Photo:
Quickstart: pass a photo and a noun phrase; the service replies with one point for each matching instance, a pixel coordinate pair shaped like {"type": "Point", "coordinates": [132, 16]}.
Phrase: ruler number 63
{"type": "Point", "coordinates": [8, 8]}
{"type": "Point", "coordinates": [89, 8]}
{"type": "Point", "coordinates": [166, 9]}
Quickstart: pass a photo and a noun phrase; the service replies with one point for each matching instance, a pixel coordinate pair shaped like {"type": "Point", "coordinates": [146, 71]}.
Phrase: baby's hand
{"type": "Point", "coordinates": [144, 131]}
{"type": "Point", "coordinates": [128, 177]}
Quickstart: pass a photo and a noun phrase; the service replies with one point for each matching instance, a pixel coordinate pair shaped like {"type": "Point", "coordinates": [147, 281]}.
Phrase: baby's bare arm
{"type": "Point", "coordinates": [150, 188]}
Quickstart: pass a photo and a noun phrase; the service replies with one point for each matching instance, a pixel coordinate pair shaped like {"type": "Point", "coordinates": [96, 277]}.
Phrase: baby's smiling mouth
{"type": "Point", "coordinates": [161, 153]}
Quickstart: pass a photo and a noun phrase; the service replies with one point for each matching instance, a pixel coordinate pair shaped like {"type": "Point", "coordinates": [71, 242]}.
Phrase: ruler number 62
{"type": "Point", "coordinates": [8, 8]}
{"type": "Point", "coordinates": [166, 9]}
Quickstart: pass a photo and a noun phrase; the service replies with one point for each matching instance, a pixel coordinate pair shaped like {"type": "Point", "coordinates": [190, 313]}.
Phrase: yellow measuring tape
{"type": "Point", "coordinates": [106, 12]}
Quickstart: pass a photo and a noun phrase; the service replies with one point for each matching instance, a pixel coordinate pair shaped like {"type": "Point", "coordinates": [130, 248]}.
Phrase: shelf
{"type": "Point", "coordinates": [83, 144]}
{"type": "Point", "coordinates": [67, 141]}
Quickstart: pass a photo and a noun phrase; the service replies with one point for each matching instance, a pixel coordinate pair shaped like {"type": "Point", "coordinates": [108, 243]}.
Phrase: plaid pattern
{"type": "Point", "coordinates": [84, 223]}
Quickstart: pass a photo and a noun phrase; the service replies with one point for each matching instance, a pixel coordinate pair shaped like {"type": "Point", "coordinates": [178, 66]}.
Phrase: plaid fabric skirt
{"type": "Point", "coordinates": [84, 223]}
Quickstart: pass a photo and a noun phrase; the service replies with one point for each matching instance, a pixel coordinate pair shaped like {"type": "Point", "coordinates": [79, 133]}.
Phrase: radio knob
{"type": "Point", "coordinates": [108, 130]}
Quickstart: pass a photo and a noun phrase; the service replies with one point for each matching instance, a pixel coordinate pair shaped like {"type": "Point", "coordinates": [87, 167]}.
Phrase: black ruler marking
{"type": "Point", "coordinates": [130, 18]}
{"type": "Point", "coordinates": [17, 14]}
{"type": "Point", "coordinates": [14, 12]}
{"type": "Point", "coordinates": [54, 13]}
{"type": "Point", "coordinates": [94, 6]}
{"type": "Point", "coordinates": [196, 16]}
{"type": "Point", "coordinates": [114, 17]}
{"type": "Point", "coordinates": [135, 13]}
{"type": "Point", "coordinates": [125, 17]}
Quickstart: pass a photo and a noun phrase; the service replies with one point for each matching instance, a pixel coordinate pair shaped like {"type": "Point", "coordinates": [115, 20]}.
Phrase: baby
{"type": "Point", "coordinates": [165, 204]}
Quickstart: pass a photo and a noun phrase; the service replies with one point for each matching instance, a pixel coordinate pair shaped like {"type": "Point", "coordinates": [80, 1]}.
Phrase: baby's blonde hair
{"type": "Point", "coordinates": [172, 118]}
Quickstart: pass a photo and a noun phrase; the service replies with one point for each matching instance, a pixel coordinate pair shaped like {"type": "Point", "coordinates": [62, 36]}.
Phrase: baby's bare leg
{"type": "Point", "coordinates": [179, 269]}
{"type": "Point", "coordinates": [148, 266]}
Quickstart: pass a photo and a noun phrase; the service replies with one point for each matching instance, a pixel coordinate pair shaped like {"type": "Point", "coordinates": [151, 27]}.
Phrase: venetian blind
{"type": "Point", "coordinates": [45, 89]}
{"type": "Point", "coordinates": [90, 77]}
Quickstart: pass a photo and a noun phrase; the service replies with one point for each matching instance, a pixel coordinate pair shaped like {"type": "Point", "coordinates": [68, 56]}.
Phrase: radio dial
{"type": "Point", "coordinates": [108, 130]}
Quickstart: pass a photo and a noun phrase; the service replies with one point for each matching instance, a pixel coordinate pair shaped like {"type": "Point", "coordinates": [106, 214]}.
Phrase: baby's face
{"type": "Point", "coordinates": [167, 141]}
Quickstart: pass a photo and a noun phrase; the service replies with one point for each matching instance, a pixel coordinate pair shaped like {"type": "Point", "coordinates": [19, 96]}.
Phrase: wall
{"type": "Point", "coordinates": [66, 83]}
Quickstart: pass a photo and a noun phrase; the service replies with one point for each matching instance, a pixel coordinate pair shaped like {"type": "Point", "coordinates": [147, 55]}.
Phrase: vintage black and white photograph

* **Your task**
Type out the entries again, word for word.

* **Answer for this exercise**
Photo:
Quickstart: pass a photo and a noun phrase; the service replies with one point for each matching instance, a pixel coordinate pair shaped like {"type": "Point", "coordinates": [132, 16]}.
Phrase: ruler number 63
{"type": "Point", "coordinates": [8, 8]}
{"type": "Point", "coordinates": [89, 8]}
{"type": "Point", "coordinates": [166, 9]}
Quickstart: pass a photo and a noun phrase; the service replies with one point for each matching instance, a pixel coordinate pair shaped like {"type": "Point", "coordinates": [146, 71]}.
Phrase: baby's hand
{"type": "Point", "coordinates": [144, 131]}
{"type": "Point", "coordinates": [128, 177]}
Quickstart: pass a photo and a noun phrase; the service replies with one point for each matching instance, a pixel coordinate pair shaped like {"type": "Point", "coordinates": [147, 281]}.
Phrase: baby's bare arm
{"type": "Point", "coordinates": [150, 188]}
Quickstart: pass a photo and a noun phrase; the service replies with one point for each matching instance, a pixel coordinate pair shaped like {"type": "Point", "coordinates": [96, 277]}.
Phrase: baby's smiling mouth
{"type": "Point", "coordinates": [161, 153]}
Quickstart: pass a photo and a noun phrase; the service replies with one point for each matching instance, a pixel coordinate pair shaped like {"type": "Point", "coordinates": [71, 242]}.
Phrase: ruler number 62
{"type": "Point", "coordinates": [8, 8]}
{"type": "Point", "coordinates": [166, 9]}
Quickstart: pass a photo and a noun phrase; the service replies with one point for each matching instance, a pixel coordinate pair shaped like {"type": "Point", "coordinates": [190, 313]}.
Phrase: yellow measuring tape
{"type": "Point", "coordinates": [106, 12]}
Quickstart: pass a photo and a noun phrase; the service replies with one point for each matching instance, a pixel coordinate pair shaped like {"type": "Point", "coordinates": [130, 248]}.
Phrase: shelf
{"type": "Point", "coordinates": [83, 144]}
{"type": "Point", "coordinates": [67, 141]}
Quickstart: pass a photo and a noun phrase; the service replies with one point for each matching instance, a pixel coordinate pair shaped like {"type": "Point", "coordinates": [108, 243]}.
Phrase: plaid pattern
{"type": "Point", "coordinates": [84, 223]}
Quickstart: pass a photo and a noun phrase; the service replies with one point for each matching instance, a pixel coordinate pair shaped like {"type": "Point", "coordinates": [178, 66]}.
Phrase: plaid fabric skirt
{"type": "Point", "coordinates": [84, 223]}
Quickstart: pass a photo and a noun phrase; the service replies with one point for each matching instance, a pixel coordinate pair shaped like {"type": "Point", "coordinates": [79, 133]}.
Phrase: radio knob
{"type": "Point", "coordinates": [108, 130]}
Quickstart: pass a photo and a noun phrase; the service replies with one point for each matching instance, a pixel coordinate pair shaped like {"type": "Point", "coordinates": [87, 167]}.
Phrase: black ruler marking
{"type": "Point", "coordinates": [130, 18]}
{"type": "Point", "coordinates": [17, 14]}
{"type": "Point", "coordinates": [14, 12]}
{"type": "Point", "coordinates": [54, 13]}
{"type": "Point", "coordinates": [94, 6]}
{"type": "Point", "coordinates": [196, 16]}
{"type": "Point", "coordinates": [114, 17]}
{"type": "Point", "coordinates": [135, 13]}
{"type": "Point", "coordinates": [125, 17]}
Quickstart: pass a photo and a noun phrase; the service replies with one point for each matching instance, a pixel coordinate pair shaped like {"type": "Point", "coordinates": [115, 20]}.
Phrase: baby
{"type": "Point", "coordinates": [165, 204]}
Quickstart: pass a photo and a noun phrase; the service replies with one point for each matching instance, a pixel coordinate pair shaped like {"type": "Point", "coordinates": [80, 1]}.
Phrase: baby's blonde hair
{"type": "Point", "coordinates": [172, 118]}
Quickstart: pass a photo and a noun phrase; the service replies with one point for each matching instance, a pixel coordinate pair shaped like {"type": "Point", "coordinates": [62, 36]}.
Phrase: baby's bare leg
{"type": "Point", "coordinates": [179, 269]}
{"type": "Point", "coordinates": [148, 266]}
Quickstart: pass a photo and a noun phrase; the service replies with one point for each matching instance, a pixel coordinate pair shaped like {"type": "Point", "coordinates": [151, 27]}.
Phrase: venetian blind
{"type": "Point", "coordinates": [45, 89]}
{"type": "Point", "coordinates": [90, 77]}
Quickstart: pass a photo and a noun phrase; the service replies with one point for each matching instance, a pixel coordinate pair shaped like {"type": "Point", "coordinates": [68, 56]}.
Phrase: radio dial
{"type": "Point", "coordinates": [108, 130]}
Quickstart: pass a photo and a noun phrase; the service replies with one point for each matching instance, a pixel coordinate pair shaped like {"type": "Point", "coordinates": [106, 214]}.
Phrase: baby's face
{"type": "Point", "coordinates": [167, 141]}
Quickstart: pass a photo and a noun phrase; the service replies with one point for each matching instance, a pixel coordinate pair shaped like {"type": "Point", "coordinates": [19, 96]}.
Phrase: wall
{"type": "Point", "coordinates": [66, 83]}
Quickstart: pass a photo and a noun phrase; the service replies with one point for each matching instance, a pixel coordinate pair shaped like {"type": "Point", "coordinates": [147, 55]}.
Phrase: vintage black and white photograph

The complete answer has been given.